## WORK REQUIRED
Carry the account of The Dark Knight's viral Joker campaign further, continuing on from its last sentence.

## READING TEXT
--------
By now, the die hards that have been sucked into the viral web of The Dark Knight are in full-out, geek-gasm mode. The Joker sent fans across the globe on a wild-bowling ball chase yesterday, culminating in dozens of bowling alleys being bombarded by clown wanna-bes. The prize was a bowling bag, ball and cell phone that, when used, connected the caller to a creepy voice that made note of who they were and hung up.
When all the bags were recovered, the main site for the Clown Travel Agency changed its face to reveal a new task by the Clown Prince of Crime himself. Users were instructed to visit www.acmesecuritysystems.com/delos to “crack” a code for the villain.
If you haven’t cracked Acme Security yet, you should. The rest of my story might seem like a spoiler if you haven’t experienced the surprise yourself.
It involves the difficult task of entering your name, email address and phone number into a panel.
When I did it last night, I was still on edge from the 13th April Fool’s prank that my friend’s had (futilely) tried to pull on me so when my phone rang after entering in my info, I’ll admit I was startled.
A woman’s voice asked for my password, and I said, “Needle” as instructed by The Joker, but instead of being rewarded for my crime, the next voice I heard was Jim Gordon’s telling me that all of my personal information was now on file.
--------
## RECORDED INFORMATION

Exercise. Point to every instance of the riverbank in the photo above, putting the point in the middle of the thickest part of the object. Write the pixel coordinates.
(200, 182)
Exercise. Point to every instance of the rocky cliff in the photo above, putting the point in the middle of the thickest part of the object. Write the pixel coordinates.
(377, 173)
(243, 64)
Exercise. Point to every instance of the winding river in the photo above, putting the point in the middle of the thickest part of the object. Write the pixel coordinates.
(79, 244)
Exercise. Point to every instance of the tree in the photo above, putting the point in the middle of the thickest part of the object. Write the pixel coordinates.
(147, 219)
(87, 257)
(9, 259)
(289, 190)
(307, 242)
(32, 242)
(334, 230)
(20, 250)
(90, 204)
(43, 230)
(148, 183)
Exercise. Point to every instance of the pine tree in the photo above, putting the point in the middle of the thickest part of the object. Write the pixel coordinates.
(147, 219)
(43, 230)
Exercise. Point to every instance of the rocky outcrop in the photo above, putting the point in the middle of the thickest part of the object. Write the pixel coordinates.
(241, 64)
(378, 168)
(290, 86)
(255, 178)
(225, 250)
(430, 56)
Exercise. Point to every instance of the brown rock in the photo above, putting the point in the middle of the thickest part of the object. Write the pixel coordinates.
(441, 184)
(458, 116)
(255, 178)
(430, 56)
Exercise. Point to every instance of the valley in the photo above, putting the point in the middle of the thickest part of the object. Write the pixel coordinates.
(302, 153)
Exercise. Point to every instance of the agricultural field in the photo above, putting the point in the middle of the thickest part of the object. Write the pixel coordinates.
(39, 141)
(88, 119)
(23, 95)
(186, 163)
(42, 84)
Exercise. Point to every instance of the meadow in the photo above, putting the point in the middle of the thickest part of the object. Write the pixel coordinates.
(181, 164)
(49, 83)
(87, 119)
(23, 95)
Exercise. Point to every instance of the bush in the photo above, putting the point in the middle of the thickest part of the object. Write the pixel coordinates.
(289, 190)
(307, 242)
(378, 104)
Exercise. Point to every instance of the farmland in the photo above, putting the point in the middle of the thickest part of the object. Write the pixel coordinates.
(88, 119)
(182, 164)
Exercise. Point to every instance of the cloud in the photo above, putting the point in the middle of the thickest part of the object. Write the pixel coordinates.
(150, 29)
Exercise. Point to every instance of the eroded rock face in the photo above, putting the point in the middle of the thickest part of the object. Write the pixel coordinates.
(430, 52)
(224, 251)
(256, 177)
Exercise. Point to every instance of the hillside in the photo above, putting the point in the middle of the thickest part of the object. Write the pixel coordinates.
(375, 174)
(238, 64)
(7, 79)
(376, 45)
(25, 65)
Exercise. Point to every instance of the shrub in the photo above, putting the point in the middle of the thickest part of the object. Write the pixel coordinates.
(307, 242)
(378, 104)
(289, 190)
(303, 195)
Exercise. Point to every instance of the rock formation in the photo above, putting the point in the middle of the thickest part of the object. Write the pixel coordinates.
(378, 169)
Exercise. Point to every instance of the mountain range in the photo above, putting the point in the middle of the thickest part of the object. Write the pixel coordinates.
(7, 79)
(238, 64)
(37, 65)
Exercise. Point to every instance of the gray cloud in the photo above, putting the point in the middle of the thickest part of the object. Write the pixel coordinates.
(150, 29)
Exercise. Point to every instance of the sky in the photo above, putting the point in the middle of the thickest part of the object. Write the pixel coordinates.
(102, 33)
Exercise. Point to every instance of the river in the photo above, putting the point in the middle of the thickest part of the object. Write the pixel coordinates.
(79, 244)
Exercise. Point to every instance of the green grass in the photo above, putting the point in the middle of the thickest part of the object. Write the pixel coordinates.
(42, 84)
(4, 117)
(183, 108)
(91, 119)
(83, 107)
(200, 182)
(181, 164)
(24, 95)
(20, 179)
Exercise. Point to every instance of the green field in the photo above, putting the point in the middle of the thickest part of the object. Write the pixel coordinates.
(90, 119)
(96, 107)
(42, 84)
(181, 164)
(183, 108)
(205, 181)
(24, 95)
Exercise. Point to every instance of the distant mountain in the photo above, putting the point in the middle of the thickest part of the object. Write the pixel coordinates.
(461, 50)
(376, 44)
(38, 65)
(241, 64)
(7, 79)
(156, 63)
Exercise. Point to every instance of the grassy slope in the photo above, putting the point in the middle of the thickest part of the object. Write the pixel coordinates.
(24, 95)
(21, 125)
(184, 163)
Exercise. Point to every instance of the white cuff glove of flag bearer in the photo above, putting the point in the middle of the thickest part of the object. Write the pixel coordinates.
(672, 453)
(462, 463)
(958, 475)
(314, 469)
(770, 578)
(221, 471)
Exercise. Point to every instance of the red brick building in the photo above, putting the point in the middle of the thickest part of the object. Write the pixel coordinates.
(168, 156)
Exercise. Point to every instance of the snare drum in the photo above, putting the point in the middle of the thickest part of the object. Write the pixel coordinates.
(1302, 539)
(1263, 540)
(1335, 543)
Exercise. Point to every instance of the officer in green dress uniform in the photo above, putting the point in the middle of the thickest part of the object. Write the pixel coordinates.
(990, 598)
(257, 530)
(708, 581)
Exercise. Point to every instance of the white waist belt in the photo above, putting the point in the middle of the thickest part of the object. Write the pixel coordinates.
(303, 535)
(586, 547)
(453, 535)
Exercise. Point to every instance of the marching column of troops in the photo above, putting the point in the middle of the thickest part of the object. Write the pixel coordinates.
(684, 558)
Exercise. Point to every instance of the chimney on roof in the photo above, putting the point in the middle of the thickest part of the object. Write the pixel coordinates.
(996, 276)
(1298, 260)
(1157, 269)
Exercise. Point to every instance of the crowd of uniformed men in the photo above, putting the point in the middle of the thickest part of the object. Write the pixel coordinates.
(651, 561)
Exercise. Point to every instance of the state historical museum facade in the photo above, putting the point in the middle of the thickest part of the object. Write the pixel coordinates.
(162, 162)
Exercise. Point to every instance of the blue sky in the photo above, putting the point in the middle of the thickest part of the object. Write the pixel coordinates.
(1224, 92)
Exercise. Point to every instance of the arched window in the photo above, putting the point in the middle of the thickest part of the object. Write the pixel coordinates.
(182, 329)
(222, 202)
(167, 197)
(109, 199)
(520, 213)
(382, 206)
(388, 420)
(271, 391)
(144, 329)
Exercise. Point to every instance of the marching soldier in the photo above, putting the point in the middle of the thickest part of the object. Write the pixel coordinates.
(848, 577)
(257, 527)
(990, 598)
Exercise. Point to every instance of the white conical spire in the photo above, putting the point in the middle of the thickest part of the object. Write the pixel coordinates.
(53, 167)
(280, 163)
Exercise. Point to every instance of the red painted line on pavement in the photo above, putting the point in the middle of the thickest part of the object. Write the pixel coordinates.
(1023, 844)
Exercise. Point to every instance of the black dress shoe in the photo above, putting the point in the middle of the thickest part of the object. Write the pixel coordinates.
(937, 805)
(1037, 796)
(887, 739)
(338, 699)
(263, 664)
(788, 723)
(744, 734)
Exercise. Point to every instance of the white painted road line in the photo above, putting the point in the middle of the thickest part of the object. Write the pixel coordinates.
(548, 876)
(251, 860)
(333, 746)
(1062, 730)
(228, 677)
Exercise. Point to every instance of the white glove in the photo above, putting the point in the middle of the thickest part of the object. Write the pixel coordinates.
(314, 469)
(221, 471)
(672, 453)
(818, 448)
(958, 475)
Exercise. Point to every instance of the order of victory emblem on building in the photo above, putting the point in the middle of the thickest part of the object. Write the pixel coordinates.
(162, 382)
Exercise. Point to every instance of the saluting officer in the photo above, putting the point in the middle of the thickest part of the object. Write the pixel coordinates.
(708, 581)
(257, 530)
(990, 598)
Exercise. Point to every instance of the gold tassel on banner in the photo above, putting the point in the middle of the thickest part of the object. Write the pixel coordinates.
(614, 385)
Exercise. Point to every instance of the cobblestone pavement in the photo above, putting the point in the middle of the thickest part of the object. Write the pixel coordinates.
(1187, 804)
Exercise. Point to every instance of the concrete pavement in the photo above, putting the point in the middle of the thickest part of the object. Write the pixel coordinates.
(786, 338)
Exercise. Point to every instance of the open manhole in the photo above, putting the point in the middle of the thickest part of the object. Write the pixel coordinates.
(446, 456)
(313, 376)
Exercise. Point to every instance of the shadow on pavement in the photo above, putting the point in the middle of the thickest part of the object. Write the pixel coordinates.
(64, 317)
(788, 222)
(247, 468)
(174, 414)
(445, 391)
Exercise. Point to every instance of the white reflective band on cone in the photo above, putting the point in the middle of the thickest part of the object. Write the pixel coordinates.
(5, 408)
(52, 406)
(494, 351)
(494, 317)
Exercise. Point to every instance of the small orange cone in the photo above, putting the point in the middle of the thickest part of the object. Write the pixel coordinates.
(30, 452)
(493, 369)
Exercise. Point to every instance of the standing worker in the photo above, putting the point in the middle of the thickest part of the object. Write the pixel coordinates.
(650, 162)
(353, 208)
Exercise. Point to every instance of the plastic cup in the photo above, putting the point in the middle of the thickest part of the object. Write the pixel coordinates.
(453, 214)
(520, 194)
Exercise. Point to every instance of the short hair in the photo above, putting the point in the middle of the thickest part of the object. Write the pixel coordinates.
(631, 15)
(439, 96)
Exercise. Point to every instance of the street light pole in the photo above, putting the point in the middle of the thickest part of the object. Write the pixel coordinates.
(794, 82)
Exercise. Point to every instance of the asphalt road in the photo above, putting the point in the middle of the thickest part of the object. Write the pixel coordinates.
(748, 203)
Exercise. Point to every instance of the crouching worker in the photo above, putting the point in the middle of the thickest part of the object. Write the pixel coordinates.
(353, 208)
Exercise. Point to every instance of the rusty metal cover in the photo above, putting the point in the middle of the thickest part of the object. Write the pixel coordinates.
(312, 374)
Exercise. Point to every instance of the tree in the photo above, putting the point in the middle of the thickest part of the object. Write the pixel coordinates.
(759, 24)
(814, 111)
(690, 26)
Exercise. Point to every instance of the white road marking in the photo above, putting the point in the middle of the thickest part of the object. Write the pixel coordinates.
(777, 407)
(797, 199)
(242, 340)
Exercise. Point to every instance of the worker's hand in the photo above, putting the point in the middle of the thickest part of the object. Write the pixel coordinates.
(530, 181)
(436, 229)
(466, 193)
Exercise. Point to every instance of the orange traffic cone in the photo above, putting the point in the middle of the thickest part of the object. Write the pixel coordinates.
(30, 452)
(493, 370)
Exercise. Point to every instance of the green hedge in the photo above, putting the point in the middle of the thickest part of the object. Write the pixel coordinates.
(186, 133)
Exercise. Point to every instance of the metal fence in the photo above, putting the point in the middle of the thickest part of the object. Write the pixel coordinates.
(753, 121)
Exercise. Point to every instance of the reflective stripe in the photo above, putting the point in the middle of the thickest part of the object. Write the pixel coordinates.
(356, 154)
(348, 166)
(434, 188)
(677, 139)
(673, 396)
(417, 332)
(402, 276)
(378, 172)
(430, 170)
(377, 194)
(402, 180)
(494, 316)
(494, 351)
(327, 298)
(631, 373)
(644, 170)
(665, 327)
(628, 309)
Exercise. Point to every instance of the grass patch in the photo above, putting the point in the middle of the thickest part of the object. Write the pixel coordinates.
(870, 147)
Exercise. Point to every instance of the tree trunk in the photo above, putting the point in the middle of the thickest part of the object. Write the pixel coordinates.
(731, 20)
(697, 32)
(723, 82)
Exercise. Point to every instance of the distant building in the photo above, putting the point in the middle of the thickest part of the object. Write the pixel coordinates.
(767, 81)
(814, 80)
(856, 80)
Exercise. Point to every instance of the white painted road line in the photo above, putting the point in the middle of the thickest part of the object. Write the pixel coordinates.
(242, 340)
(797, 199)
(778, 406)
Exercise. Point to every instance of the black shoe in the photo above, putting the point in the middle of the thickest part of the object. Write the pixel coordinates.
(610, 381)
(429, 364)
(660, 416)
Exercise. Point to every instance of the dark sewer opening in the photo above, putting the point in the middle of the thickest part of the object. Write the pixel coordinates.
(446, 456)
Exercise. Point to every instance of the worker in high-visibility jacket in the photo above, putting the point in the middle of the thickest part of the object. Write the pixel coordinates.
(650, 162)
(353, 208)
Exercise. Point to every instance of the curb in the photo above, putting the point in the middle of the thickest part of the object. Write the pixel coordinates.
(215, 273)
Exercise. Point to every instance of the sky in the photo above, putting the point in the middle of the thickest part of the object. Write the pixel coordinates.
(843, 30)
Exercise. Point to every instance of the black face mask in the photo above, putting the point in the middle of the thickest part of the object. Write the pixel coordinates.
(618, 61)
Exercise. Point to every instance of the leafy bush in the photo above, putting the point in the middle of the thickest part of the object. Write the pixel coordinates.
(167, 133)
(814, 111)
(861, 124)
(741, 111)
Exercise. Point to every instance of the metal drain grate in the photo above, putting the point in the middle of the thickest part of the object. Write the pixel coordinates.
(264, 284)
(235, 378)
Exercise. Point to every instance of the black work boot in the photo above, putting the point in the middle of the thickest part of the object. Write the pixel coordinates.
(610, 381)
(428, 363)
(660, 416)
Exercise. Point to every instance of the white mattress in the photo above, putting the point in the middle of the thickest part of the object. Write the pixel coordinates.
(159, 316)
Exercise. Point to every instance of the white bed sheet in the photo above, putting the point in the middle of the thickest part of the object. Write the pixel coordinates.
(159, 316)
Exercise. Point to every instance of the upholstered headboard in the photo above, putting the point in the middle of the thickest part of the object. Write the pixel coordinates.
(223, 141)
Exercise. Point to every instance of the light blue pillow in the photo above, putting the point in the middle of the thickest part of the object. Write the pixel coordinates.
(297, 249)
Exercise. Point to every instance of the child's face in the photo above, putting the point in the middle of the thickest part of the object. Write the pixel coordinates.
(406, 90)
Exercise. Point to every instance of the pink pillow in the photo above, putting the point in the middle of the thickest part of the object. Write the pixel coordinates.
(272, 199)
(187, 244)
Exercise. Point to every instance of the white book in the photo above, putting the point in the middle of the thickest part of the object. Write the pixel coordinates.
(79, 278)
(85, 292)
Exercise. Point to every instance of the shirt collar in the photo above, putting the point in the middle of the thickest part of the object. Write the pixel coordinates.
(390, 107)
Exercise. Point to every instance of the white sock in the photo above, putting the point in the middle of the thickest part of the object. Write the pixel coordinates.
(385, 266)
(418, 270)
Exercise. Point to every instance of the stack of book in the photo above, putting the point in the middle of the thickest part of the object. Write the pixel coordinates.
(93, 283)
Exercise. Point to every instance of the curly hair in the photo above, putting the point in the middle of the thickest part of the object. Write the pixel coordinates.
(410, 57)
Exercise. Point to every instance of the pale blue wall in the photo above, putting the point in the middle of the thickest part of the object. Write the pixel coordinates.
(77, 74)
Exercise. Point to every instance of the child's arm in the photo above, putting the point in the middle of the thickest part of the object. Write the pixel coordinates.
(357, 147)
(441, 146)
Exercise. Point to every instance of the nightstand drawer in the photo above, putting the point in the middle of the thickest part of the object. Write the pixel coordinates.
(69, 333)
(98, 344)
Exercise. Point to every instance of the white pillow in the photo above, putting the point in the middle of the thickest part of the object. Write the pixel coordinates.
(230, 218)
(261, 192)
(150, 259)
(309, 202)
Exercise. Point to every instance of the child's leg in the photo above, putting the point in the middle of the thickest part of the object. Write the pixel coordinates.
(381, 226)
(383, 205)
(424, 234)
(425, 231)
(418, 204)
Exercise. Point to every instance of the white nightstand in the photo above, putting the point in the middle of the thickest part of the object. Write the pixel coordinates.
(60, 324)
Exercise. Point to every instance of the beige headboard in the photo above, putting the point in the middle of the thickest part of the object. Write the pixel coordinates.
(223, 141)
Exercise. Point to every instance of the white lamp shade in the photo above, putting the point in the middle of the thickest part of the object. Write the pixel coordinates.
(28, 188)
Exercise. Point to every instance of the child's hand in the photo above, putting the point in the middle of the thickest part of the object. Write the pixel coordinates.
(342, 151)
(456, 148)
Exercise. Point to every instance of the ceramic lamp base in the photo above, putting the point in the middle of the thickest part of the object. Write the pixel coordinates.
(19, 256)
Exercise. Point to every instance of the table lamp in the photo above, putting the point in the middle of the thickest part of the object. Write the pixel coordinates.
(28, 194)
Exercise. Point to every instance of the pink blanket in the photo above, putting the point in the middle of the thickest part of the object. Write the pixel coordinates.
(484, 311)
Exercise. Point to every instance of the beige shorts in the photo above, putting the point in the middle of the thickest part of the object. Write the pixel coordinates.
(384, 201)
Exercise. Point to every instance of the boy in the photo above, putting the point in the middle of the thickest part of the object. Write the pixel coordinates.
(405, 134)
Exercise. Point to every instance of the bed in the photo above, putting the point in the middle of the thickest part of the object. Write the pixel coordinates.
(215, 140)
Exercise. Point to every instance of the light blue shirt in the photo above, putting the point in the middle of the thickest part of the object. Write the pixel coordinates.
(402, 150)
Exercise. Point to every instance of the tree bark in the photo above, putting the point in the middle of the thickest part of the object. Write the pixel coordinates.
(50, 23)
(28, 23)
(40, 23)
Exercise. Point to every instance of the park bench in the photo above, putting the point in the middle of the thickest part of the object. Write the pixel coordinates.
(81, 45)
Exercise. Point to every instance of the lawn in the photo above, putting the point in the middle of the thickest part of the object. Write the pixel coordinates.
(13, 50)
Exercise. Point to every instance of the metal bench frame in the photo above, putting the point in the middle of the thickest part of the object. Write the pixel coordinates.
--------
## ANSWER AREA
He gave me two options: either I go to jail or I start working undercover for the Gotham Police. After my dedication to The Joker and my fervency for wanting to join his gang, this is how I was repaid. A sting operation.
In the ultimate middle finger to Gordon, Harvey Dent and the rest of the suckers that are trying to clean up the city, I voluntarily drove myself to my local Washington, DC police station to turn myself in.
Sharon at the front desk was very polite – it was a slow night for her. I explained that I had been caught red-handed trying to break into a security system, that I had been prompted to do so my notorious super-villain The Joker, and that Jim Gordon now claimed to have everything from my passport information to my computer’s IP address on file.
In an even more diabolical twist, Sharon claimed to have no knowledge of a “Jim Gordon” or a sting operation involving “Acme Security”. It was obviously a ruse to drag more information out of me. With my loyalties to The Joker in tact, I told her that she needed to arrest me because I didn’t plan on ratting out or joining the force just to clear my rap sheet.
She continued to play dumb.
After a solid hour of trying calmly to explain the situation, I was reduced to shouting profanities about Jim Gordon and my local police force in the waiting room just as the night was starting to get busy. Finally, Sharon came to her senses and instructed two hairy, thug policemen to cuff me and process me.
They released me this morning, and I remain suspicious of the men in blue. I can only assume that they’ve freed me in order to track me, to keep tabs on me and see whether I can help them involuntarily bring down the big man. All I can say is, you won’t get me that easily, Sharon.
I’ve now spent a night in jail because of this damn viral campaign. I’m not sure what’s real anymore, and I’m constantly looking over my shoulder out of fear. It also has me constantly looking forward to July when The Dark Knight finally comes out.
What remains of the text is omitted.